■ WORK REQUIRED
Scan the entries below for the word "unit" and copy every line where it turns up.
*** ENTRIES PROVIDED Section Begins ***
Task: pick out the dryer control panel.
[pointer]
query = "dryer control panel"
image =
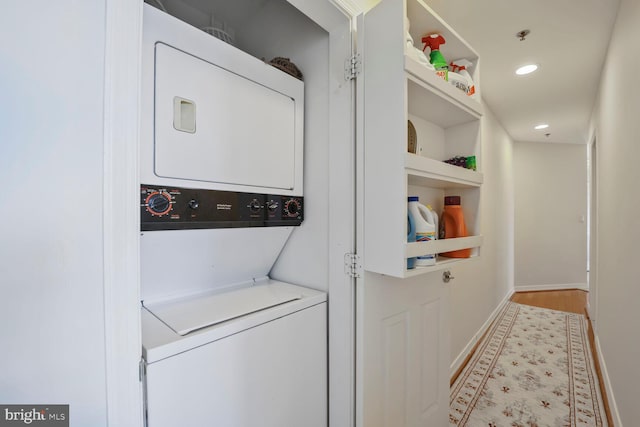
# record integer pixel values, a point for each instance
(174, 208)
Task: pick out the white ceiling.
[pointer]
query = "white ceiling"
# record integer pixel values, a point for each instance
(568, 41)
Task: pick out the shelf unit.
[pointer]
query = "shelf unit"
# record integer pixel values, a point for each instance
(398, 88)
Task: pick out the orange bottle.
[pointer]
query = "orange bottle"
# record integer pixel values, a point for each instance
(452, 225)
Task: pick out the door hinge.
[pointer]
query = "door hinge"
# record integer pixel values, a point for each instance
(142, 370)
(352, 265)
(352, 67)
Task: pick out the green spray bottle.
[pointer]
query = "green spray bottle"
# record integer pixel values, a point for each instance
(433, 41)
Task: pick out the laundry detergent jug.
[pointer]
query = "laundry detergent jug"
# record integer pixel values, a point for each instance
(425, 229)
(452, 225)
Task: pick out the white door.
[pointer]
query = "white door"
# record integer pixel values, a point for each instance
(402, 326)
(403, 349)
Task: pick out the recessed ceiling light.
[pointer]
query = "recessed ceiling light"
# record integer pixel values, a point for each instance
(526, 69)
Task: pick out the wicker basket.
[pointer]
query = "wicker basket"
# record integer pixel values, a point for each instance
(287, 66)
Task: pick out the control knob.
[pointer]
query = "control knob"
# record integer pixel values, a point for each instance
(158, 203)
(291, 208)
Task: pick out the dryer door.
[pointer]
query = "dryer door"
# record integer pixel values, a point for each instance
(214, 125)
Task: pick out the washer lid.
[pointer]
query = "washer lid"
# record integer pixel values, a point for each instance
(188, 315)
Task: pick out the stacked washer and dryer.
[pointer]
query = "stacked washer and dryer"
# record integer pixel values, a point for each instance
(221, 173)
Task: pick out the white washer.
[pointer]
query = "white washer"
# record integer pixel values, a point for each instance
(264, 367)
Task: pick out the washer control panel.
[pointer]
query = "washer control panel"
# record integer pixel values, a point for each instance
(174, 208)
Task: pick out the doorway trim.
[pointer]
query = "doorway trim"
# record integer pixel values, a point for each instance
(123, 35)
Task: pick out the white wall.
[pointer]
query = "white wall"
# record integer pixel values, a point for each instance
(481, 285)
(617, 127)
(550, 215)
(51, 169)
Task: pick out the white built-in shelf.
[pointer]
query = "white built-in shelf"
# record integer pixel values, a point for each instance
(442, 263)
(436, 174)
(427, 89)
(442, 245)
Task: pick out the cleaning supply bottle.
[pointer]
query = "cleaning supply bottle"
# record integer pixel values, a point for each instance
(425, 229)
(435, 220)
(412, 51)
(437, 59)
(411, 237)
(461, 67)
(452, 225)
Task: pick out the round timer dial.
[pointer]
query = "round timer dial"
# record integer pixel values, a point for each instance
(158, 203)
(291, 208)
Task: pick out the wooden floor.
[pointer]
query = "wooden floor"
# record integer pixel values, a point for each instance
(574, 301)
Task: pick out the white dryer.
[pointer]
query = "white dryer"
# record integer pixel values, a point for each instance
(223, 343)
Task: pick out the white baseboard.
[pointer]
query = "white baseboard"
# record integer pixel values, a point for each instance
(615, 415)
(457, 363)
(554, 287)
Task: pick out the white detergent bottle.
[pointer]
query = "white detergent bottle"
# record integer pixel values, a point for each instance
(425, 229)
(461, 66)
(435, 220)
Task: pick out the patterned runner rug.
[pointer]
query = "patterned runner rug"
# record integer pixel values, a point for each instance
(533, 369)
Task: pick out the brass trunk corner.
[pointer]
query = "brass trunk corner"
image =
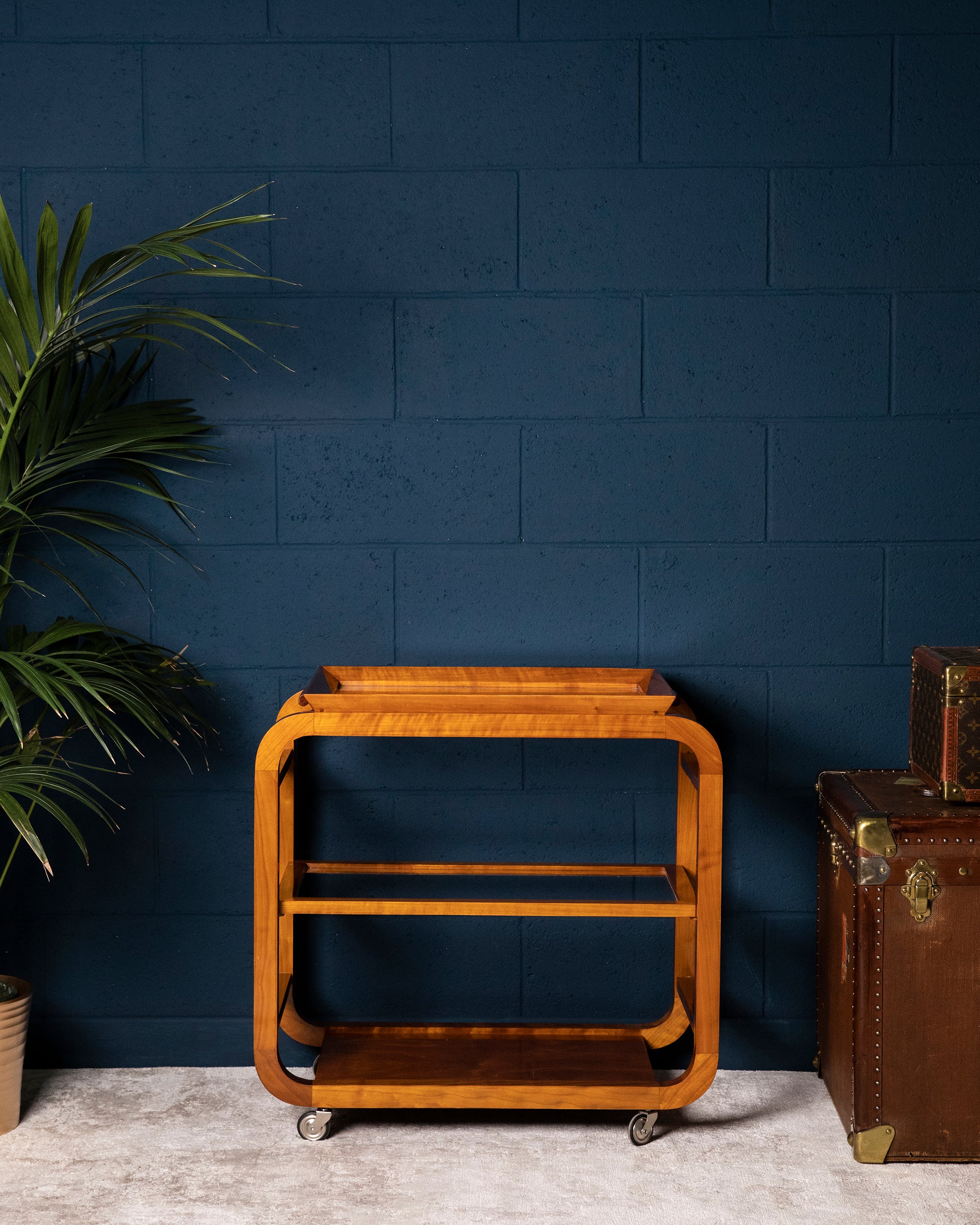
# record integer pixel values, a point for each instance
(873, 834)
(871, 1147)
(955, 679)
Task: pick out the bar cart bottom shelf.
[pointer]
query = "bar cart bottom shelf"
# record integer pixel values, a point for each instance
(482, 1067)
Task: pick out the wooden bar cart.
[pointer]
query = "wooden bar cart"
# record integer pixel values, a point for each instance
(527, 1066)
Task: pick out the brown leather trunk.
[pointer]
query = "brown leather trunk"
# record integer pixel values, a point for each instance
(898, 967)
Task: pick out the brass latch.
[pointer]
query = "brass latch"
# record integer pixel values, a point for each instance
(921, 890)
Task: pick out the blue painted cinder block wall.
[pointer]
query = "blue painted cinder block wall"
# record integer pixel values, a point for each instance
(626, 334)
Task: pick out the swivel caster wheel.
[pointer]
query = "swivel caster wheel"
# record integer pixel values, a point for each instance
(314, 1125)
(641, 1127)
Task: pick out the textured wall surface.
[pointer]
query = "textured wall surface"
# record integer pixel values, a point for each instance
(621, 334)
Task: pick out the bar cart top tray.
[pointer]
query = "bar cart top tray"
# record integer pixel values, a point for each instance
(330, 681)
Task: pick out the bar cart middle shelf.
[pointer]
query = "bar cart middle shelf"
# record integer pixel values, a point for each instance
(527, 1066)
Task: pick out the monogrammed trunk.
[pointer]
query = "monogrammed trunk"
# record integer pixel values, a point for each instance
(898, 967)
(945, 724)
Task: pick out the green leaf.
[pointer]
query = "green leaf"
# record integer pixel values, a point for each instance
(73, 256)
(48, 267)
(24, 827)
(18, 282)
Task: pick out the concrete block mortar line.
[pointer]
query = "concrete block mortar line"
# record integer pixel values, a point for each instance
(892, 332)
(642, 355)
(142, 101)
(521, 484)
(766, 483)
(395, 605)
(395, 409)
(768, 730)
(391, 114)
(517, 230)
(770, 194)
(23, 206)
(893, 109)
(640, 102)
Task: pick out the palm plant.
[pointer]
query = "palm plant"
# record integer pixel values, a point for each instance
(74, 355)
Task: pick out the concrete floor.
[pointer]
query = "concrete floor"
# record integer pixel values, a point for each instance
(211, 1147)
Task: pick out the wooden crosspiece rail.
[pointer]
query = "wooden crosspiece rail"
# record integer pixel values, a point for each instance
(569, 1067)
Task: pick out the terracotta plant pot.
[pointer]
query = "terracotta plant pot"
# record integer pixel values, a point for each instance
(14, 1015)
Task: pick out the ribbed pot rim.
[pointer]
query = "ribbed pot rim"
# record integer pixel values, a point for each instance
(24, 993)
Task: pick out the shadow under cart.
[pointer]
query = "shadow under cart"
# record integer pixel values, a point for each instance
(466, 1066)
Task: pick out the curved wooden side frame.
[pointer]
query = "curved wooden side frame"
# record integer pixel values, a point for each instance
(696, 942)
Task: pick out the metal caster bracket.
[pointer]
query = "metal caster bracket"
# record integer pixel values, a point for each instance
(641, 1127)
(314, 1125)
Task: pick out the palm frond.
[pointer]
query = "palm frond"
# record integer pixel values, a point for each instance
(75, 352)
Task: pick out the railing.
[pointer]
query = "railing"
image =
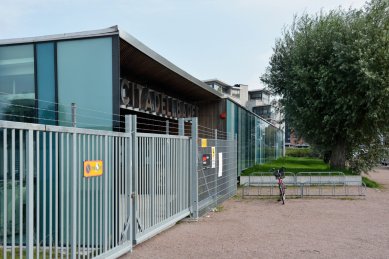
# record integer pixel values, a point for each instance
(303, 184)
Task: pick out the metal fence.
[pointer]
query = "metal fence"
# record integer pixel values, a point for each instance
(162, 177)
(217, 181)
(49, 209)
(304, 184)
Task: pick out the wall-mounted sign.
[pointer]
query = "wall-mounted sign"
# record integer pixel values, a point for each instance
(206, 161)
(220, 172)
(93, 168)
(139, 97)
(203, 142)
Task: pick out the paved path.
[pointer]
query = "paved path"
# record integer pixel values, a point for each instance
(303, 228)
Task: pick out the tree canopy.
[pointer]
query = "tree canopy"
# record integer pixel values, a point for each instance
(332, 71)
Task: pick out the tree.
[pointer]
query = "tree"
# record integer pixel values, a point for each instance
(332, 71)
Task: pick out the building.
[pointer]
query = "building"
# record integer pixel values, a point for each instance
(237, 92)
(87, 83)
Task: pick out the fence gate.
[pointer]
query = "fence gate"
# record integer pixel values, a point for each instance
(162, 174)
(49, 207)
(217, 178)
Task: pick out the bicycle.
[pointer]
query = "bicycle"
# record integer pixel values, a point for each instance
(280, 174)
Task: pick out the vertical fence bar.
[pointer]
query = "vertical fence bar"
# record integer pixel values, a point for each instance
(30, 196)
(101, 197)
(106, 208)
(13, 195)
(21, 198)
(56, 195)
(216, 169)
(79, 177)
(74, 196)
(50, 192)
(62, 194)
(37, 194)
(134, 176)
(129, 128)
(68, 166)
(194, 173)
(44, 178)
(152, 181)
(84, 209)
(74, 122)
(88, 190)
(5, 172)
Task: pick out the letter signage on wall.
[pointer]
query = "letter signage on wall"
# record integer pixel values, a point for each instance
(138, 97)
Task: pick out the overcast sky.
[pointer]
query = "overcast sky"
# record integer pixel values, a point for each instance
(230, 40)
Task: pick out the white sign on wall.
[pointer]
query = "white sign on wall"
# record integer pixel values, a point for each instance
(220, 173)
(213, 157)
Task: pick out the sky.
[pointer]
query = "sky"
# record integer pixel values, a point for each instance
*** ENTRIES PROVIDED Section Ends ***
■ EXERCISE SOLUTION
Task: pick out the shelf unit.
query = "shelf unit"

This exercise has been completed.